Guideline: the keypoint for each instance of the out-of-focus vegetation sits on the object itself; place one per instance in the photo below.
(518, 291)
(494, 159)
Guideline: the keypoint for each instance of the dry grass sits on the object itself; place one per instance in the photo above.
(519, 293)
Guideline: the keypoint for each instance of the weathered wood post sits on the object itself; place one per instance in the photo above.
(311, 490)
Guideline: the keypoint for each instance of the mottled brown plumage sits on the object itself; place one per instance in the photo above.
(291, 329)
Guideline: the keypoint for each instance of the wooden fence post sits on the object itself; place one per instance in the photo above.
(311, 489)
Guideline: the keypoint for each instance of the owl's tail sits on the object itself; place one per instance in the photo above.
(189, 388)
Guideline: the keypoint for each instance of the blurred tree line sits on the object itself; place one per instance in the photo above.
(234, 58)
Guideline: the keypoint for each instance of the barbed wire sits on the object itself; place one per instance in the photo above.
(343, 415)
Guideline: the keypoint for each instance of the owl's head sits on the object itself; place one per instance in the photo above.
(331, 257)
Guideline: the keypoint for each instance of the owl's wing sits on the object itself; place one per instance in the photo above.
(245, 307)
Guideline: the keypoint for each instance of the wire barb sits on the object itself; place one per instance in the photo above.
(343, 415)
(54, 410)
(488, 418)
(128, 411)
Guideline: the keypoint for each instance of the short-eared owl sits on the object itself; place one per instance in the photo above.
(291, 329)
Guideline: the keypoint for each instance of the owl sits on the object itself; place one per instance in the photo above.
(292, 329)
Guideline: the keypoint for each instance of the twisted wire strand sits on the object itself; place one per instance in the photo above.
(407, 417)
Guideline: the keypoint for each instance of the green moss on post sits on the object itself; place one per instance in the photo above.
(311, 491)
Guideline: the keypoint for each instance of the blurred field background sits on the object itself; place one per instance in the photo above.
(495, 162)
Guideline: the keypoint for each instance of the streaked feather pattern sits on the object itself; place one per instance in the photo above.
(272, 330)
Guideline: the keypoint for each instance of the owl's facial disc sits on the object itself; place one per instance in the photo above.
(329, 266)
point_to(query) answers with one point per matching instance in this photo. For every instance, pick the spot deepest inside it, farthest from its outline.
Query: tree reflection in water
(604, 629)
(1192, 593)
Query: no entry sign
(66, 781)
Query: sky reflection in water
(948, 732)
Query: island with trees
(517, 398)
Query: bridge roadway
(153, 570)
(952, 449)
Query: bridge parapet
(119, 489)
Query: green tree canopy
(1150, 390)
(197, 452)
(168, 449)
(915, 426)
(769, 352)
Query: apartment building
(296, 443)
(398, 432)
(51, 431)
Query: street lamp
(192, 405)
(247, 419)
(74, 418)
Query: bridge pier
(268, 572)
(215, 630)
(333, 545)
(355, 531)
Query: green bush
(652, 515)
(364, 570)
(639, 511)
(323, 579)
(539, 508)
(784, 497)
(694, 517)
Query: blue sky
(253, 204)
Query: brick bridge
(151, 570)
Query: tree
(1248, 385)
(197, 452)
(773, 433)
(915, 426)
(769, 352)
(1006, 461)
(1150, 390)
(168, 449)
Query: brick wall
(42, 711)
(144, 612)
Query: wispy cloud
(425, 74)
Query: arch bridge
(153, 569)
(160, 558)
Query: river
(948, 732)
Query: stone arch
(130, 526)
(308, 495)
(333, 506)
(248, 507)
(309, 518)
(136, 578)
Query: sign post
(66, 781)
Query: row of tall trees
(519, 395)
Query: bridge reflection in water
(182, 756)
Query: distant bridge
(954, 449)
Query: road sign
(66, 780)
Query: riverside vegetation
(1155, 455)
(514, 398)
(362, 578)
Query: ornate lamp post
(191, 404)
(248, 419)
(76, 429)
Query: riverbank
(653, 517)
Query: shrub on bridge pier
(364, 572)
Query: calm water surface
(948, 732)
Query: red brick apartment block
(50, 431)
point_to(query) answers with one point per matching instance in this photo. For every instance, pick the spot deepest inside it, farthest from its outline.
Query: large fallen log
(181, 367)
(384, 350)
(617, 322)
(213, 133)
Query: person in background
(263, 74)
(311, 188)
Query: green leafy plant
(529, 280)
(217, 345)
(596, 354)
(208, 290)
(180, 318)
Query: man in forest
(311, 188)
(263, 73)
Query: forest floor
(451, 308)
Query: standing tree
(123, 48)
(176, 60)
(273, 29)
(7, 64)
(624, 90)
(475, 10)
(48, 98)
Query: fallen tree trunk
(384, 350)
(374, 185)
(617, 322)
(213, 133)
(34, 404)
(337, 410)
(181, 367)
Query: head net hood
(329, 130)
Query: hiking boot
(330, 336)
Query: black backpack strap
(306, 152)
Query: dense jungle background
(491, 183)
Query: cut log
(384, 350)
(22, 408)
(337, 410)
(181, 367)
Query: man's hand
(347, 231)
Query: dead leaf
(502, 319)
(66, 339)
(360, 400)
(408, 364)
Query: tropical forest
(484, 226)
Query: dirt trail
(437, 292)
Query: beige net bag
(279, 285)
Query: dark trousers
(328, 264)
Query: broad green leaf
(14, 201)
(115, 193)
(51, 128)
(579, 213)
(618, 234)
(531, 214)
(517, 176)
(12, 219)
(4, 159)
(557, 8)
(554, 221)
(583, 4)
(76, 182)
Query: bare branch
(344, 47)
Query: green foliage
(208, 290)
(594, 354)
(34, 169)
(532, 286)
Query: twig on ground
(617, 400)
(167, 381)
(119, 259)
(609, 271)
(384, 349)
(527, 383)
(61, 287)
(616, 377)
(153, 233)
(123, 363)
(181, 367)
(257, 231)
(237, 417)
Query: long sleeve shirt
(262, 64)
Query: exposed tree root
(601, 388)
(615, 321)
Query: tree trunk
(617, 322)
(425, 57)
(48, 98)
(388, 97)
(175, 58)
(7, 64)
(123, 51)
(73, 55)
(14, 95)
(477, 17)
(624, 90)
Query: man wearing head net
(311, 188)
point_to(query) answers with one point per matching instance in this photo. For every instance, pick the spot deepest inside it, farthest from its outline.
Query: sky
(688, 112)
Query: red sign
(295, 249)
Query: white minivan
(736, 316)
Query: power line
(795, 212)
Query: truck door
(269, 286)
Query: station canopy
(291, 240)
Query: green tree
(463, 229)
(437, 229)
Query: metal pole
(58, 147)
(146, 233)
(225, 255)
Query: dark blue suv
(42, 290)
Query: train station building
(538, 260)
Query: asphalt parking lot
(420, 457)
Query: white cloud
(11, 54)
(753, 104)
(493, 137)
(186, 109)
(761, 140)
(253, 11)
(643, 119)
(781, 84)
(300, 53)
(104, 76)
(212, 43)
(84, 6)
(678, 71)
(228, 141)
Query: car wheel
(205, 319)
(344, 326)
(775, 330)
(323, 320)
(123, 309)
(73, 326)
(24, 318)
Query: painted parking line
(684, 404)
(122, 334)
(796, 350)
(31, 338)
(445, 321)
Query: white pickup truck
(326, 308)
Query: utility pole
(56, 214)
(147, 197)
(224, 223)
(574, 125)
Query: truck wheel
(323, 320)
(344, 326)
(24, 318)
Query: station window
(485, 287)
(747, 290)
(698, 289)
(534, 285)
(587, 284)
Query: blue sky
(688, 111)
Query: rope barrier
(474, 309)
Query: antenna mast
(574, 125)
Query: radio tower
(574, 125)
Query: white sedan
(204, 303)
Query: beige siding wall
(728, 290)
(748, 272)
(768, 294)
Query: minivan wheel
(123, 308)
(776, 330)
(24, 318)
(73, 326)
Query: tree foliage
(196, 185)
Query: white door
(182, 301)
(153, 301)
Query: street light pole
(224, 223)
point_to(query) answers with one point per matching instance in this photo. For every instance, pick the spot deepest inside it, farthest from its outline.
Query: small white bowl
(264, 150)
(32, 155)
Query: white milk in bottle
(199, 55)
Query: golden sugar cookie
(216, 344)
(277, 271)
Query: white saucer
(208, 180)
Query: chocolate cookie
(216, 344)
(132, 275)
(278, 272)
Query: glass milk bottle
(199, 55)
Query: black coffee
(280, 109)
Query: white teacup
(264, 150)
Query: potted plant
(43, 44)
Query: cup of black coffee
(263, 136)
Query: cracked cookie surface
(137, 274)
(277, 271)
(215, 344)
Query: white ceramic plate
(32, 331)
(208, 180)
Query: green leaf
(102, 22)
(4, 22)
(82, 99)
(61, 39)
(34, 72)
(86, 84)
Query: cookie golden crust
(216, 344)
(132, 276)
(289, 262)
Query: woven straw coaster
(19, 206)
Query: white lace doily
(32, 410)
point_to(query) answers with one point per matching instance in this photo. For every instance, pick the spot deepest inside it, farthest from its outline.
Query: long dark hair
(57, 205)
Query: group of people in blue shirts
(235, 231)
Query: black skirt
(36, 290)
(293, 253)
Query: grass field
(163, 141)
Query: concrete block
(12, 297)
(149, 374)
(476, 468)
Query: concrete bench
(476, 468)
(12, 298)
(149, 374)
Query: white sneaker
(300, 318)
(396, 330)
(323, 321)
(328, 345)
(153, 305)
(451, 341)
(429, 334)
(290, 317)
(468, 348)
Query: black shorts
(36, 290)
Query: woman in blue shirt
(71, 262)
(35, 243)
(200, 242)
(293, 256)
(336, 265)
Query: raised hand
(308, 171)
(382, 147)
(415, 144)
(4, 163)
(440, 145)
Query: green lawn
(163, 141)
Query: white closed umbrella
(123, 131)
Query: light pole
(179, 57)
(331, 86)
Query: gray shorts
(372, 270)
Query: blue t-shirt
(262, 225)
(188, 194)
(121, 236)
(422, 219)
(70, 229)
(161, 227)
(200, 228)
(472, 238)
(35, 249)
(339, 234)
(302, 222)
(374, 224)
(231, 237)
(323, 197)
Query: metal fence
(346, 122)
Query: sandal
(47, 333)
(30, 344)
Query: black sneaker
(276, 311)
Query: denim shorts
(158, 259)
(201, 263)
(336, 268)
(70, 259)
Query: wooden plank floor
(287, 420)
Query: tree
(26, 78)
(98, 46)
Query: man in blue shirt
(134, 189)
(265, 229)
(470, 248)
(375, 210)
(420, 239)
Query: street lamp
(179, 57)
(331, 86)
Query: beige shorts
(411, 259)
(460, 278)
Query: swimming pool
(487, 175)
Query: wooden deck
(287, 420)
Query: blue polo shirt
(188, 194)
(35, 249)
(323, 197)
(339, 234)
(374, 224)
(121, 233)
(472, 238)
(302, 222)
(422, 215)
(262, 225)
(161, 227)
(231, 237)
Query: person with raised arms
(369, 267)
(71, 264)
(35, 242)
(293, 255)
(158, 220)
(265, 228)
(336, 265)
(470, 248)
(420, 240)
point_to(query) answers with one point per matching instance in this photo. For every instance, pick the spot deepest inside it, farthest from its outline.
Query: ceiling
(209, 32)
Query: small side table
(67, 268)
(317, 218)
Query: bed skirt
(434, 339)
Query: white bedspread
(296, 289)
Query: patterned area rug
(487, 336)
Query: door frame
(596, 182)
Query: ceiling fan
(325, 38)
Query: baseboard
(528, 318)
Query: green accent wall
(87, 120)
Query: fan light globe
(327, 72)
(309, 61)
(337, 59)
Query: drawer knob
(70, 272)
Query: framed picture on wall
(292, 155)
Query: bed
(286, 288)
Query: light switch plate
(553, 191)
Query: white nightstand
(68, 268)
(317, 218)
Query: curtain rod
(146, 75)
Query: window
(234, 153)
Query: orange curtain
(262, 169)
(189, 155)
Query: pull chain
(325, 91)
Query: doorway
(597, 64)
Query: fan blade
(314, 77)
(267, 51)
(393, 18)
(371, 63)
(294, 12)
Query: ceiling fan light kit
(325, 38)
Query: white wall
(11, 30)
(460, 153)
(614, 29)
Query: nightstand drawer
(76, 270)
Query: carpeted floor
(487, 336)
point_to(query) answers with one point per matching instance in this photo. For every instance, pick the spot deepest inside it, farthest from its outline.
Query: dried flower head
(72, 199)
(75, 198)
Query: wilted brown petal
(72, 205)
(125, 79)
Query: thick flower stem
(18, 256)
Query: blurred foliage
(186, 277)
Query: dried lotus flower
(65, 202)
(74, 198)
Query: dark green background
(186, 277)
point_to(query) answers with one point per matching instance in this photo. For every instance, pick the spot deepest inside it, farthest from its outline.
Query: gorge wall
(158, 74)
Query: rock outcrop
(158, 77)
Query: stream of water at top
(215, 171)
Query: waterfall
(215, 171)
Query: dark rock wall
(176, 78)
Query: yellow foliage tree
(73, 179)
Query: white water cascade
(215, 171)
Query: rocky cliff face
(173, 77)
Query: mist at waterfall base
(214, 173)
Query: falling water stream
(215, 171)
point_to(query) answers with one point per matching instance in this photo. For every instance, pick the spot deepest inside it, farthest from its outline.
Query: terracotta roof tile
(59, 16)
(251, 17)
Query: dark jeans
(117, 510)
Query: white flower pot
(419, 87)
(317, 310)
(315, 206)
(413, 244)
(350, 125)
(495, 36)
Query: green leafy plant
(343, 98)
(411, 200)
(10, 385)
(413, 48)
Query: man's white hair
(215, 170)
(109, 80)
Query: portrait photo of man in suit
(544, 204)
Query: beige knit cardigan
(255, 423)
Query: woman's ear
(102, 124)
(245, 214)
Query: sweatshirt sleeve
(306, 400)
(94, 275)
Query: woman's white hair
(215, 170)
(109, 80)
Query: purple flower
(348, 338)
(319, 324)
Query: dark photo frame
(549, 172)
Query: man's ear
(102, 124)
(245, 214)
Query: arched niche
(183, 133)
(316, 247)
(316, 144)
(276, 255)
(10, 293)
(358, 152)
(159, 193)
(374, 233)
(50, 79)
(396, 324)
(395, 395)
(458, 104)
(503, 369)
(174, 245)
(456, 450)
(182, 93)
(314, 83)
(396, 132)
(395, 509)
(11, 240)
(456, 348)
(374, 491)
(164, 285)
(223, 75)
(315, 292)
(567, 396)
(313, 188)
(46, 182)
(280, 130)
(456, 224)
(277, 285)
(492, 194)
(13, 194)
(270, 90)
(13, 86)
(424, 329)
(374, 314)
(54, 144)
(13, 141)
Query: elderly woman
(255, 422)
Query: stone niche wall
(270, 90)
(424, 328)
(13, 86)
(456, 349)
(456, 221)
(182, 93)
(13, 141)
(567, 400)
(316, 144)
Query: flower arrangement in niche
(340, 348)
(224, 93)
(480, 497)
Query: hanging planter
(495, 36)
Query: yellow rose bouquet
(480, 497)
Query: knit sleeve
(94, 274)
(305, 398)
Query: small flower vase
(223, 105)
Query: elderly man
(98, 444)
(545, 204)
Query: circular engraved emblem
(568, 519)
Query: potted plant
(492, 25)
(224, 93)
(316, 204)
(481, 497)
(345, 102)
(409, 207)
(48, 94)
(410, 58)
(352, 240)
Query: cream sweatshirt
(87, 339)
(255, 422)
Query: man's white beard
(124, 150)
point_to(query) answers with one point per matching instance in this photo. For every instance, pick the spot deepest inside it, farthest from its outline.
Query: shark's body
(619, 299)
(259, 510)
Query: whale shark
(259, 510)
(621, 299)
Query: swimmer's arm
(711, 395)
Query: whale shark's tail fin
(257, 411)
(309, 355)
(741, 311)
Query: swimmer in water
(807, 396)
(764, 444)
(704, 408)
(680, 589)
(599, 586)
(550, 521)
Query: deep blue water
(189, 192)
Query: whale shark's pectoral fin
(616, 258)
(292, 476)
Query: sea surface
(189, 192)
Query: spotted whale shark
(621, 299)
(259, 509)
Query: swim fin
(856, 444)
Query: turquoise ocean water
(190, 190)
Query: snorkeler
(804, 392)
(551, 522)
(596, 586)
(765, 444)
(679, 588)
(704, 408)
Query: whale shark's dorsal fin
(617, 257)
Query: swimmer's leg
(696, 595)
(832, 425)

______

**Work instructions:** Please put the material above into a JSON list of strings, one string per line, leaving out blank lines. Begin at the line that contains "Query: deep blue water" and stop after the last line of the material.

**Solution:**
[
  "Query: deep blue water",
  "(189, 192)",
  "Query: whale shark's pectoral fin",
  "(616, 258)",
  "(292, 476)",
  "Query: sea surface",
  "(189, 192)",
  "Query: spotted whale shark",
  "(621, 299)",
  "(259, 509)",
  "Query: swim fin",
  "(856, 444)",
  "Query: turquoise ocean water",
  "(190, 190)",
  "Query: snorkeler",
  "(804, 392)",
  "(551, 522)",
  "(596, 586)",
  "(765, 444)",
  "(679, 588)",
  "(704, 408)",
  "Query: whale shark's dorsal fin",
  "(617, 257)",
  "Query: swimmer's leg",
  "(696, 595)",
  "(832, 425)"
]